Excerpt to read
= = = = = = =

3. The appellant was charged for the offence under Section 20, while co-accused Alam was charged under Section 29 of the Act. They pleaded not guilty and claimed trial. The prosecution examined as many as six witnesses. The appellant categorically refused all the circumstances appearing against him in the prosecution evidence and asserted that neither any Charas was recovered from his possession nor he had voluntarily given any statement to the Customs authorities. He calimed that his signatures were procured on the statement Ex. P. 3 under coercion. The appellant examined two witnesses in his defence and submitted his ration card and relevant entries thereof in the ration card register of the Supply Department Ex. Dl to Ex. D4. After trial, the learned Sessions Judge acquitted co-accused Alam, but found the appellant guilty for the offence under Section 20 of the Act and sentenced him in the manner indicated above. Hence this appeal.

4. I have heard Sarva Shri S. R. Singhi and Suresh Kumbhat, the learned Counsel for the appellant and Shri U.S. Bhargava the learned Senior Standing Counsel for Union of India and Shri K. L. Thakur the learned Public Prosecutor at length and carefully perused the record of the lower courts.

= = = = = = =

Excerpted data
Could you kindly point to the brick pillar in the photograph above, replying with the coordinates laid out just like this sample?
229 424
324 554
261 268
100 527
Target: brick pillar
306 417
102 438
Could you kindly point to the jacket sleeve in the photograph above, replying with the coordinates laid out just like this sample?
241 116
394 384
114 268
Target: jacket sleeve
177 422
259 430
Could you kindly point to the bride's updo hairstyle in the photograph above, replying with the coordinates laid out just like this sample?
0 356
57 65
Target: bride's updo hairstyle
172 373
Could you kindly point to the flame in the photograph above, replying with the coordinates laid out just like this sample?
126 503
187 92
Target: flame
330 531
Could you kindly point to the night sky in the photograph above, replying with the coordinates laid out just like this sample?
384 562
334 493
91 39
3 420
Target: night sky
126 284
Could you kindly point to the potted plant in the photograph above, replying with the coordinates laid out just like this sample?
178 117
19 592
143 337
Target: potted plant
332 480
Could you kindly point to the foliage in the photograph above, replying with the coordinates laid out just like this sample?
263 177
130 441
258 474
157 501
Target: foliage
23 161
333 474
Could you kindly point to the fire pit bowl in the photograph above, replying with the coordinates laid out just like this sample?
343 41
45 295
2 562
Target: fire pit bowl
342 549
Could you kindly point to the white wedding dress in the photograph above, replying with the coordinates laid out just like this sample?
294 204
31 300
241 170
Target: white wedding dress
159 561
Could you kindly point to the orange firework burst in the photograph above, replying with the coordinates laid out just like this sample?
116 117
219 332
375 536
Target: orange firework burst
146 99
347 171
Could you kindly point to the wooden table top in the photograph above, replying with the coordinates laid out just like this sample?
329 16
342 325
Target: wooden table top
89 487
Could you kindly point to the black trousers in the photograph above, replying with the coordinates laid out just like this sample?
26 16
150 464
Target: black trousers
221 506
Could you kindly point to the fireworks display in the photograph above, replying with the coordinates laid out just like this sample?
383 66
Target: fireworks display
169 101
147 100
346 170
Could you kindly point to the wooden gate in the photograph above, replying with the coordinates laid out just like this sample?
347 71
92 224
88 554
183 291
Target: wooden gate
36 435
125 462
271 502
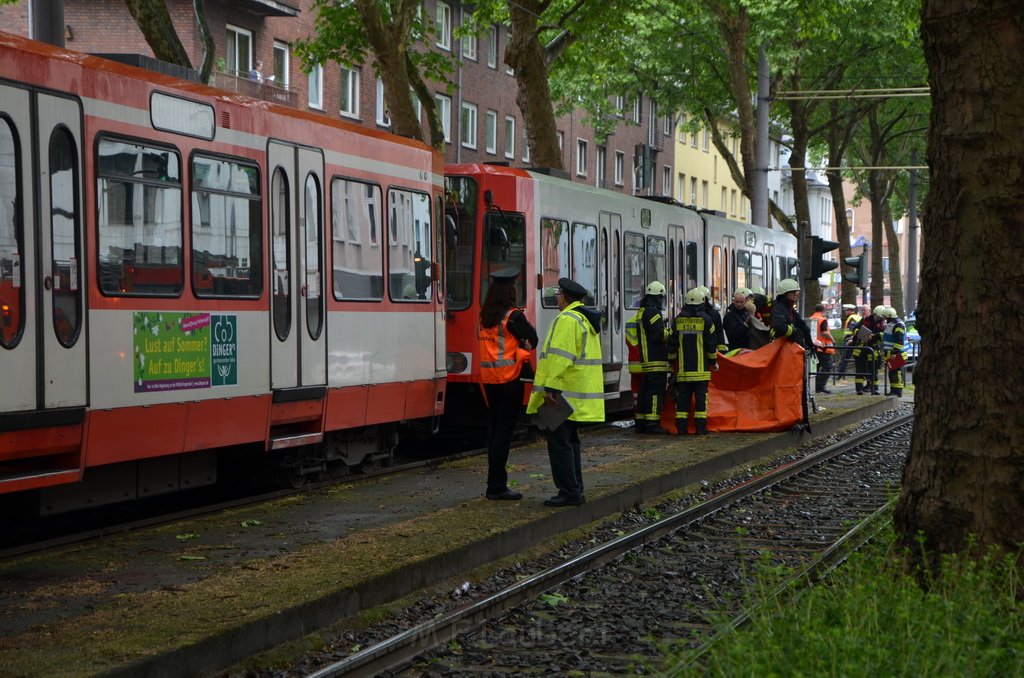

= = = = = = =

From the appeal excerpt, repeat word for word the part that begins with the words "4. I have heard" and ends with "the lower courts.". Work only from the appeal excerpt.

Answer below
4. I have heard Sarva Shri S. R. Singhi and Suresh Kumbhat, the learned Counsel for the appellant and Shri U.S. Bhargava the learned Senior Standing Counsel for Union of India and Shri K. L. Thakur the learned Public Prosecutor at length and carefully perused the record of the lower courts.